EXERCISE TEXT Block Start

The results of the experiment were gathered and used to compare patterns of differential gene expression among the selected avid biters, the seldom-biting population from Florida, and the obligate non-biters from Maine. Using a tool to detect gene expression (DEET), the researchers were able to identify 1,459 genes that were useful for comparing biting and non-biting mosquitoes. It was found that 95% of these genes showed a positive correlation in differential gene expression between artificial selection on biting and the evolution of non-biting in nature due to selection over time within obligate non-biting W. smithii populations. The results were then analyzed and related to the functional metabolic pathways. They showed that non-biters allocated more energy to diverse metabolic processes than blood feeders, who spent much more energy on one pathway necessary for breaking down its blood meal. This allows non-biters to give more energy to functions such as reproduction and DNA replication.

EXERCISE TEXT Block End

### [WHAT THIS EXERCISE ASKS]
• a. Summarize the exercise text on biting and non-biting mosquitoes in two sentences.
• b. Extend the passage on gene expression in biting and non-biting mosquitoes with a few more sentences, picking up after its final sentence.
The lines after this passage were taken from a separate source.

INFORMATION SHOWN Block Start

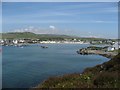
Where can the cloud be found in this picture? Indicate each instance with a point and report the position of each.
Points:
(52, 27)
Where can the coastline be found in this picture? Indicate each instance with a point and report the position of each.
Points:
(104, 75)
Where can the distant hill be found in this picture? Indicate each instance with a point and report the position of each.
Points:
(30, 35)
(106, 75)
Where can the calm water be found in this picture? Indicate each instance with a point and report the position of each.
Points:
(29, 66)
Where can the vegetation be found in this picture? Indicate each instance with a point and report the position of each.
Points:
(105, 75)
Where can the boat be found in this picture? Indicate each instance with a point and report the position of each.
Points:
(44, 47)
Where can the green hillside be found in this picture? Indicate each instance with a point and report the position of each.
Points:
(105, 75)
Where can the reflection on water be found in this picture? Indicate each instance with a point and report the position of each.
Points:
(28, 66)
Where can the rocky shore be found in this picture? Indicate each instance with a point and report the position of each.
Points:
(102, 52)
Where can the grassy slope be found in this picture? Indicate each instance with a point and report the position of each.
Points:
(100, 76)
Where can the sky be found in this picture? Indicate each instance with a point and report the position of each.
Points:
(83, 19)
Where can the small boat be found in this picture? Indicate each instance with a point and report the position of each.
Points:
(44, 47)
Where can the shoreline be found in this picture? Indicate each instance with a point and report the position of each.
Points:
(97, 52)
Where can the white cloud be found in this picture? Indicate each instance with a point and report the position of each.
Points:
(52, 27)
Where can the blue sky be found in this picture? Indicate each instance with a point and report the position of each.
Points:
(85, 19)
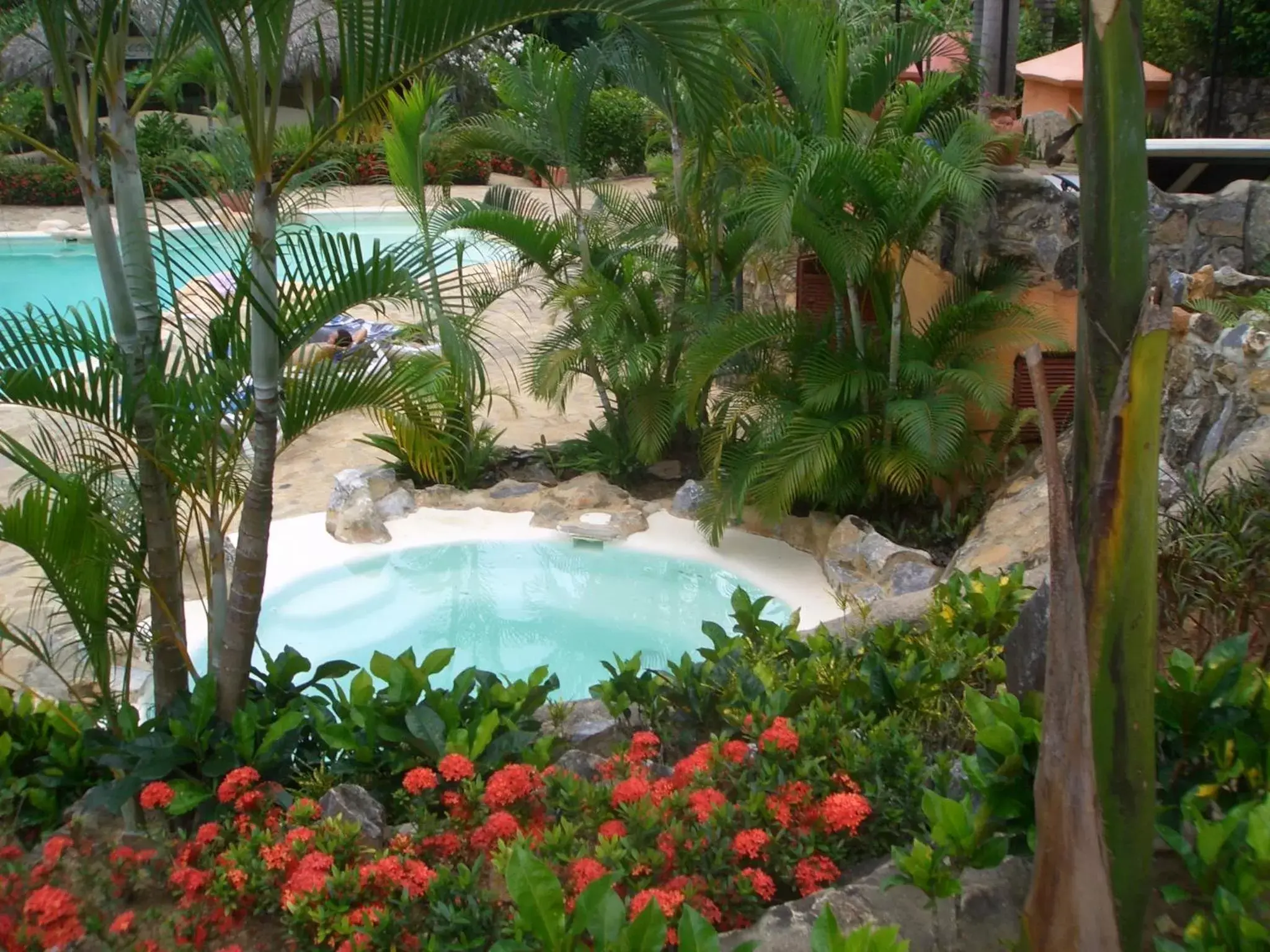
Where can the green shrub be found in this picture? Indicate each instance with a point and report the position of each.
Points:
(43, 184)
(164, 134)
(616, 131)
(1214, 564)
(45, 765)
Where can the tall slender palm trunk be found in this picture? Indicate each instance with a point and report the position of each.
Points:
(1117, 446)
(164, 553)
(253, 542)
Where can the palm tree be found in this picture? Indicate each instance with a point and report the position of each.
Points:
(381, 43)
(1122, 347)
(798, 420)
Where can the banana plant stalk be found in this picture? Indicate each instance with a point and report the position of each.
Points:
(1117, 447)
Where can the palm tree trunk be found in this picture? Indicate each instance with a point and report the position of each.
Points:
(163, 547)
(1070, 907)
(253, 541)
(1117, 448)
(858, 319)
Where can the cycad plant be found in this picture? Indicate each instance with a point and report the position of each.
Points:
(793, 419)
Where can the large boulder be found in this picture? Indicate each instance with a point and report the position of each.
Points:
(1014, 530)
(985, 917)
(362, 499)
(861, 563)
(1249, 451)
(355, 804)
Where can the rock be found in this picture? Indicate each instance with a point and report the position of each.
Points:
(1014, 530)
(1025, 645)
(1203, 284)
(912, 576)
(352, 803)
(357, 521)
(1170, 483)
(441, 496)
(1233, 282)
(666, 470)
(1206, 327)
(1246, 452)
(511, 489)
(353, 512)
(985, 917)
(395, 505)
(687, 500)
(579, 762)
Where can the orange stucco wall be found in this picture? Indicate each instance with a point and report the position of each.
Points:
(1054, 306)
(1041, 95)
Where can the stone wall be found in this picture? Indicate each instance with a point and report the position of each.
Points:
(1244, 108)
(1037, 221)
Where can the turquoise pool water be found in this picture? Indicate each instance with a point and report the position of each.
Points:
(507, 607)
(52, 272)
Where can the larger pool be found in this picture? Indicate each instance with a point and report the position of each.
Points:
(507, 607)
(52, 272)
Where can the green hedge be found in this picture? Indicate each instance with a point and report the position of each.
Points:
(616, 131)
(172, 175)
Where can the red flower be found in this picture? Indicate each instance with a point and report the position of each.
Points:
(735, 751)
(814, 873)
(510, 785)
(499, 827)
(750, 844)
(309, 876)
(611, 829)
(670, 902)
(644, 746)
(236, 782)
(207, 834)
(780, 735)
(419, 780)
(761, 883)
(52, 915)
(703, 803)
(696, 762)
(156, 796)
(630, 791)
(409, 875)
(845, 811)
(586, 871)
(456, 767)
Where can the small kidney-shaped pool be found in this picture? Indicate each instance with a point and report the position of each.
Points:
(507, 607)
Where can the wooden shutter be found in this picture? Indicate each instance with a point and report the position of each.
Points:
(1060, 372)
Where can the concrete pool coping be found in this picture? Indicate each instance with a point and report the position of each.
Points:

INFORMATION SHOWN Block End

### [OUTPUTS IN ORDER]
• a. Researchers compared gene expression among selected avid biters, a seldom-biting Florida population, and obligate non-biters from Maine, and found 1,459 useful genes, 95% of which showed a positive correlation between artificial selection on biting and the natural evolution of non-biting in W. smithii. Relating these results to metabolic pathways showed that non-biters spread their energy across diverse metabolic processes, freeing it for functions such as reproduction and DNA replication, while blood feeders spent much more on a single pathway for breaking down the blood meal.

• b.
Through the researcher’s experimentation, it was concluded that the evolutionary transformation from a blood-feeding to an obligate non-biting lifestyle in W. smithii is due to selection in nature. Although there is a lot of information understood about the species, there is still ambiguity amongst the science community as to what specific genes regulate the alteration of the associated metabolic processes that control this transformation. It is without a doubt that mosquitoes fit the title of the “world’s most dangerous animal.” This is due to their ability to transmit many harmful pathogens that are responsible for the deaths of thousands of humans per year. If the researchers are able to understand the process of the evolution and are able to identify the biting gene ability in mosquitoes around the world, then there surely is the slight possibility that researchers can completely prevent, or at least better control transmission of mosquito-borne diseases, because “if there is no bite, there is no disease.”
Link to access this article: http://www.pnas.org/content/115/5/1009
Citation: Bradshaw, W.E., J. Burkhart, J. K. Colbourne, R. Borowczak, J. Lopez, D. L. Denlinger, J. A. Reynolds, M. E. Pfrender, & C. M. Holzapfel. 2018. Evolution of a Nonbiting Lifestyle In a Mosquito. Proceedings of the National Academy of Sciences 115: 1009–1014.